▶ **EXERCISE PROMPT**:
Return the stretch of the material from the line containing "Using the image provided, box the tree" through the line containing "xmin=0 ymin=39 xmax=1270 ymax=392", unchanged and with nothing else.

▶ **INPUT ROWS**:
- - - - -

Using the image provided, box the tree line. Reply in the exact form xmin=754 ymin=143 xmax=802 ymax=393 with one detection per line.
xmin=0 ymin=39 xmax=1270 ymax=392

- - - - -

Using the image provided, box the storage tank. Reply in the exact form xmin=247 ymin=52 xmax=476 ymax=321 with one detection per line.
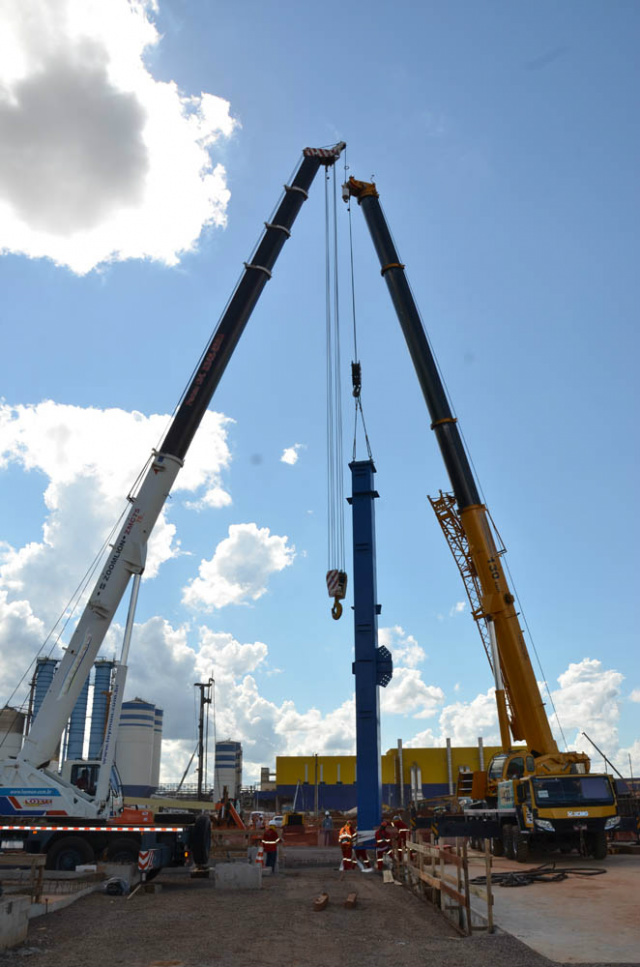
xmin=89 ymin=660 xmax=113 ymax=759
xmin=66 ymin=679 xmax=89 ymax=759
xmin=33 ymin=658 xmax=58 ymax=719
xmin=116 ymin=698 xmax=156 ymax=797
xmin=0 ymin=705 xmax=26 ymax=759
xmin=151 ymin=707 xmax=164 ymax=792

- - - - -

▶ **OUTPUT FOR THIS EXERCISE**:
Using the image provided, box the tree line. Reply in the exact form xmin=754 ymin=143 xmax=802 ymax=393 with one detection per line.
xmin=0 ymin=39 xmax=1270 ymax=392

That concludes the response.